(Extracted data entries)
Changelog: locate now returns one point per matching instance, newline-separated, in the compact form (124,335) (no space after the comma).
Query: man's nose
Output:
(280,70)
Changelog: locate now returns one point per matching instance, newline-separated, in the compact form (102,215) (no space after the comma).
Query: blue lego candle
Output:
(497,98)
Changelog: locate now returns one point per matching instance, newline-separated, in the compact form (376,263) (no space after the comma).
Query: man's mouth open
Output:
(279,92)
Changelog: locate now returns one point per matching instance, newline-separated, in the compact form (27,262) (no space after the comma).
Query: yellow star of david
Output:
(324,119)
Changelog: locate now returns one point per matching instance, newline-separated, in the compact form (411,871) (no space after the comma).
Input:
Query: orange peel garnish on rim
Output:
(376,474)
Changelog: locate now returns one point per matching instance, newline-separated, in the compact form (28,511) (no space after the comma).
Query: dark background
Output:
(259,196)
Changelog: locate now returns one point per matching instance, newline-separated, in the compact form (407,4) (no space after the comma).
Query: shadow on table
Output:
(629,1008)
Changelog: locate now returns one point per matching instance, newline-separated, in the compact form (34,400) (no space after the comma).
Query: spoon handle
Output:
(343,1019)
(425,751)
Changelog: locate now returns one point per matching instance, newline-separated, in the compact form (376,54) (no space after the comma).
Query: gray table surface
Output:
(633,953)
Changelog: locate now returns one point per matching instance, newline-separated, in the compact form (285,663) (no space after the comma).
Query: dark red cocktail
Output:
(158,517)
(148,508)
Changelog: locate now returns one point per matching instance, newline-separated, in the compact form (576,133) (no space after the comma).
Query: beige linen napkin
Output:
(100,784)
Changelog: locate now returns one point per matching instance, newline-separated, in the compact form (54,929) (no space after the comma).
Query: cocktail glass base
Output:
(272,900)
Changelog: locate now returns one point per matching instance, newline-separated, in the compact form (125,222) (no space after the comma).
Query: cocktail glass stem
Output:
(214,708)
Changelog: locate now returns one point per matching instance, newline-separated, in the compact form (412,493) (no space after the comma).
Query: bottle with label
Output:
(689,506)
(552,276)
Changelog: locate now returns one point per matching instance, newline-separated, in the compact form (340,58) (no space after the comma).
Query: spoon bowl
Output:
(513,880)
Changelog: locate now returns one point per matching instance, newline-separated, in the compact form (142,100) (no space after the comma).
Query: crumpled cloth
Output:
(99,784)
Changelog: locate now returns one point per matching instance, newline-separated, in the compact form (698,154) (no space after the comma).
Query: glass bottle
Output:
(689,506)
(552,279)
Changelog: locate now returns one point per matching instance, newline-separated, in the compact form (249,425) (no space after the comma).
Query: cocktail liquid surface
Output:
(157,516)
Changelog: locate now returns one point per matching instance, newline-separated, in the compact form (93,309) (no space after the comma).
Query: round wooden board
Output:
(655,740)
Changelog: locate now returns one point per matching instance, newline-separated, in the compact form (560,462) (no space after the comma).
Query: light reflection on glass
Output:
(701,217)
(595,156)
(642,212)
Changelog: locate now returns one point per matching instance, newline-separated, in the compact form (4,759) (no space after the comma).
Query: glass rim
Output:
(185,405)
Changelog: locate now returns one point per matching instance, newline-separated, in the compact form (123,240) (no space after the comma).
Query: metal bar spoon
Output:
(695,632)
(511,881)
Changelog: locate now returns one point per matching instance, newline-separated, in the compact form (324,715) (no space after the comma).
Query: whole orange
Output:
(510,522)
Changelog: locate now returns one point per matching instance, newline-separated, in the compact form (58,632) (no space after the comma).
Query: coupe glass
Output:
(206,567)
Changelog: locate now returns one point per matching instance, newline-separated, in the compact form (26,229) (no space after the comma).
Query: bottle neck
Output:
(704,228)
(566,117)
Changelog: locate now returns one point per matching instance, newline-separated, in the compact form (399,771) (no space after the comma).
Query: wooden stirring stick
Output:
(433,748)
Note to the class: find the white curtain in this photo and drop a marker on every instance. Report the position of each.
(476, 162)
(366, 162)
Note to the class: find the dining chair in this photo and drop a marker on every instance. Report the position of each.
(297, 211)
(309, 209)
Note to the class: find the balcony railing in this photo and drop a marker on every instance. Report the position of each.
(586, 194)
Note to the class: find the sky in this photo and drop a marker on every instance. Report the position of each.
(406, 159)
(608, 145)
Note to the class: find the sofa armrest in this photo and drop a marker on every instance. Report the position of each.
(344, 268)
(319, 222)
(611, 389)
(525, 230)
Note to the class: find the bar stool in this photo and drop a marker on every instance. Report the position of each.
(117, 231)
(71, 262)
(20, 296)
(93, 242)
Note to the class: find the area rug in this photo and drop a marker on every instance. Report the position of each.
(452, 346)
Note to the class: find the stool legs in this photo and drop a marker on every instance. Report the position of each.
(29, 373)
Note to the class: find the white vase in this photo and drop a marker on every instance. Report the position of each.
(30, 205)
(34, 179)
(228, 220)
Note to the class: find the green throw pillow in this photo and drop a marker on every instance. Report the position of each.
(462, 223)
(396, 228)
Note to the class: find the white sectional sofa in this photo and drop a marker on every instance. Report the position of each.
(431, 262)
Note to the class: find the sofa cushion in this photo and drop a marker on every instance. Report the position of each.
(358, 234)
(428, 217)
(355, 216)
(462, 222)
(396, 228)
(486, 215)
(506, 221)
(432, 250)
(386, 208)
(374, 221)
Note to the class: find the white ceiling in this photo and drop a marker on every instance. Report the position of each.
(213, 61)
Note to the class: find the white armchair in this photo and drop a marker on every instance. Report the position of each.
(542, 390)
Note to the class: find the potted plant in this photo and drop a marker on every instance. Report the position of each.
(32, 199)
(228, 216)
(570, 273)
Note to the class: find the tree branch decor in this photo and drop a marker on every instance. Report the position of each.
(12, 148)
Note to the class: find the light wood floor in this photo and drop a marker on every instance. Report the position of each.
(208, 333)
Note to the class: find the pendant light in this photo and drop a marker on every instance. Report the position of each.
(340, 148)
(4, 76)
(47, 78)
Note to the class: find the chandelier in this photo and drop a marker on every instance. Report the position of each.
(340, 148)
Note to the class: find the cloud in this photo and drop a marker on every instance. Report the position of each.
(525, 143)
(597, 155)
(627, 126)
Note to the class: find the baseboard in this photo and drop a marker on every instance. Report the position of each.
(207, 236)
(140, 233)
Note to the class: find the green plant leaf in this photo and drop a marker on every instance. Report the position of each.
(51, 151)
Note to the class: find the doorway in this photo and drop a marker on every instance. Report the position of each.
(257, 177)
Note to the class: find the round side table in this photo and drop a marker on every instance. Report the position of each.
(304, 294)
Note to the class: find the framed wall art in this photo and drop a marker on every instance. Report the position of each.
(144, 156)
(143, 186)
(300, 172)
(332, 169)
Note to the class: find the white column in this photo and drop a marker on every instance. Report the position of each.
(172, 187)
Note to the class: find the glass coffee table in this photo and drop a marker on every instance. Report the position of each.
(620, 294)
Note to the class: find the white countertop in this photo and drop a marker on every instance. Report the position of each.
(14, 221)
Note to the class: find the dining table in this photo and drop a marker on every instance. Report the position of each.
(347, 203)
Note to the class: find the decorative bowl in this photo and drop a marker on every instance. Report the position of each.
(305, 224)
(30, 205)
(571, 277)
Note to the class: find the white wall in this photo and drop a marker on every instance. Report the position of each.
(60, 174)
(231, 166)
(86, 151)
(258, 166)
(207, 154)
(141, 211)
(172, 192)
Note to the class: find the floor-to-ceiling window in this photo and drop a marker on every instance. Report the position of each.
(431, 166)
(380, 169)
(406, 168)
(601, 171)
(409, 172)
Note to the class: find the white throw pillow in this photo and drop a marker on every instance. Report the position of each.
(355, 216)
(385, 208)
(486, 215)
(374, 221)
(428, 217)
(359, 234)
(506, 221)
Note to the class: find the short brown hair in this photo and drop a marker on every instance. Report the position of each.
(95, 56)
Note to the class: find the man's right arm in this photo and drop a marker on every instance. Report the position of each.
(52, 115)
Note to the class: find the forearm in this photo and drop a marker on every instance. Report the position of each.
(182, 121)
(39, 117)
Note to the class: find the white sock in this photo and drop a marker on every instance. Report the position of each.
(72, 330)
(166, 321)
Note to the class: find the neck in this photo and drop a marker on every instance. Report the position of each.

(Required task) Every line from the one containing "Note to the class: find the dining table" through the end of the data must be repeated exactly, and no other line.

(Exercise output)
Note to the class: find the dining table in this photo and drop a marker on every instance. Report the position of each.
(347, 203)
Note to the class: find the decorative bowl in this photo and drop a marker on every instance. Report the position of each.
(305, 224)
(30, 205)
(571, 277)
Note to the class: find the white wall in this photo and drop a marker on every instance. Report the position of each.
(60, 174)
(231, 166)
(86, 151)
(258, 166)
(207, 154)
(141, 211)
(172, 192)
Note to the class: find the floor-to-ceiling window in this photo and drop a marker on every instance. Report the position of each.
(431, 166)
(380, 169)
(406, 168)
(601, 171)
(409, 172)
Note to the class: find the white throw pillow in this photo and drop a marker on every instance. Report the position of each.
(355, 216)
(385, 208)
(486, 215)
(374, 221)
(428, 217)
(359, 234)
(506, 221)
Note to the class: find the short brown hair in this photo and drop a marker on every instance. Report the position of each.
(95, 56)
Note to the class: find the man's right arm in this photo and drop a marker on every instance. Report the position of each.
(52, 115)
Note to the class: find the forearm in this photo and drop a marker on every instance. Report the position of each.
(182, 121)
(39, 117)
Note to the class: find the white sock in this photo and drop a marker on every instance. Report the position of each.
(72, 330)
(166, 321)
Note to the class: find the neck in this photo and drop a marker on every instance. Report the position of each.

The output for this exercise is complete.